▶ _REQUIREMENT 1_
From the zombie-movie notes, list every other work of the animated movie's credited writers that the opening paragraph names.
▶ _REQUIREMENT 2_
Write the next part of the zombie-movie notes, starting after their last line.

▶ _TEXT PASSAGE_
Palate cleanser after all this week’s zombie movies (28 Years Later, The Sadness, Weapons) and antisocial behavior (Golem, The Beast To Die). I mean sure, this is also a zombie movie (the population gets possessed by alien chewing gum) full of antisocial behavior (Daffy), but with a different tone, and animated. Zippy and funny, the 74 credited writers should be proud (their other works include Foster’s Home for Imaginary Friends, Samurai Jack, SpongeBob, Camp Lazlo, She-Ra, and Brigsby Bear).
Tag: zombies
28 Years Later (2025, Danny Boyle)
Dad and son leave their tidal island home for a coming-of-age venture into zomb territory, and when their short trip gets derailed and extended they end up meeting skull collector Ralph Fiennes, a doomed Swede, and evil acrobat messiah Jack O’Connell. Second-most interesting part of this movie is learning that the rest of the world is normal modern, with internet and uber eats, and only England is zombie-quarantined – the most interesting is that Boyle is image-making here, not just telling a family/zomb story, and this has got more trick shots/edits in the first four minutes than the entirety of last week’s zombie junk The Sadness. Ends weirdly because they’re setting up a sub-trilogy, so the kid and his dad (Aaron T-J of one of the bad Godzilla movies) and other weirdos will return, but the kid’s mom (Bikeriders wife Jodie Comer), an elite zombie defender with terminal brain cancer, will not.
The Sadness (2021, Rob Jabbaz)

▶ _RECORD EXCERPTS_
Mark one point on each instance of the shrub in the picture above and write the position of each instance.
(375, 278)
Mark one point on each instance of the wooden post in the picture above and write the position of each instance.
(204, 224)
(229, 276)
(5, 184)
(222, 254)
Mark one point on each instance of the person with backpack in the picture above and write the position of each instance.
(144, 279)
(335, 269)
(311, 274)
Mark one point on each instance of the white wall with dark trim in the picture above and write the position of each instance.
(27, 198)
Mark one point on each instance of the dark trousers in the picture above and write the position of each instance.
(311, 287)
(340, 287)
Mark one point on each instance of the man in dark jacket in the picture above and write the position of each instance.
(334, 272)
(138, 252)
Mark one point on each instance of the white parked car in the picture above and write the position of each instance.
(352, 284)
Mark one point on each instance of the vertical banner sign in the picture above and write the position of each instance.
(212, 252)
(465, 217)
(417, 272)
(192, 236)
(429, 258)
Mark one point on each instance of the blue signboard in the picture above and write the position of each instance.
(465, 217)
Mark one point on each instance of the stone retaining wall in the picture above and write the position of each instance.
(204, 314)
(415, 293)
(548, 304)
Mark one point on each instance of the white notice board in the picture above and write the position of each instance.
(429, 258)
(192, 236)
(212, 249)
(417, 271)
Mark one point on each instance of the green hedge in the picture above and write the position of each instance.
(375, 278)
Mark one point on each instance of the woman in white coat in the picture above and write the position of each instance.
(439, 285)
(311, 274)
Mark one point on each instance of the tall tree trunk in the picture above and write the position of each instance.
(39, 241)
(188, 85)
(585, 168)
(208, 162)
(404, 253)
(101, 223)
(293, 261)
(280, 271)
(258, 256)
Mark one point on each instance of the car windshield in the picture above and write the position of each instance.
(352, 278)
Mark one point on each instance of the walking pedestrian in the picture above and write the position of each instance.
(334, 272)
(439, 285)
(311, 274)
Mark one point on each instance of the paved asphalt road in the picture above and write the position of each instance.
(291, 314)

...

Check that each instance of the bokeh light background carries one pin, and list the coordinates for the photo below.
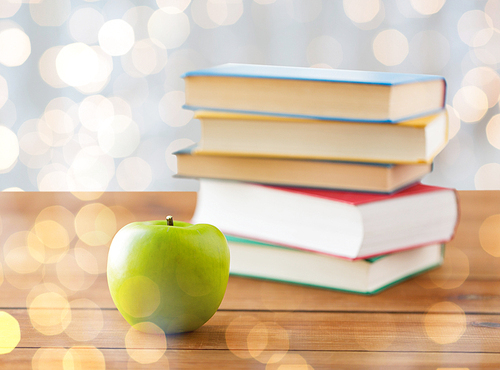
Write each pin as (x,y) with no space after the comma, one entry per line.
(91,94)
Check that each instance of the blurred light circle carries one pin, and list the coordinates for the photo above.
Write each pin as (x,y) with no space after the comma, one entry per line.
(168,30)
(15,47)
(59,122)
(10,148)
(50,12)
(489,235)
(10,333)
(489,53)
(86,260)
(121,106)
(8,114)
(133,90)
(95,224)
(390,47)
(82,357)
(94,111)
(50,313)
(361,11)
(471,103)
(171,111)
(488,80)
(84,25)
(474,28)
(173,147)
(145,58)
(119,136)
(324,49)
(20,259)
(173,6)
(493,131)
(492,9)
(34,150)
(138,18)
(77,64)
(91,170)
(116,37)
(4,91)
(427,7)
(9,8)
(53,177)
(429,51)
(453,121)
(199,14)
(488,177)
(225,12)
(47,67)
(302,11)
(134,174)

▶ _RESPONSE 1_
Foster's Home for Imaginary Friends, Samurai Jack, SpongeBob, Camp Lazlo, She-Ra, Brigsby Bear

▶ _RESPONSE 2_
Starts as a mild relationship drama (she has a job, he is useless), then he goes outside and witnesses an extremely sudden citywide outbreak of The Crazies. The infected get red around their big black eyes, sport a big grin, and torture normals for fun, retaining their person skills (can talk and use weapons). After no living humans are in sight, the crazies have violent blood orgies. So our guy runs back home to come up with a plan, after the gardener neighbor cuts off a couple of his fingers, meanwhile the girl has taken the midnight meat train to work, uh oh. Rest of the movie is them trying to find each other, meeting up at a hospital, each trailing their own zombie archnemesis. I feel like it’s trying to be somewhat comical in an over-the-top gory kind of way, like Terrifier, but mostly ends up depressing (“charmless, sadistic“).
Vulcanizadora (2024, Joel Potrykus)
Back to basics, just Joel and Joshua Burge alternately amusing themselves with fire or glowsticks and driving each other nuts in the woods. As their growing tension and weird vibes and the movie’s awesome poster indicate, the end goal is a double suicide, but squirrely Joel can’t follow through, so his head is exploded by a supercharged firecracker while Josh gets a half-hour coda of legal issues and regret. Really messed-up movie, a perfect addition to the Joel/Josh canon.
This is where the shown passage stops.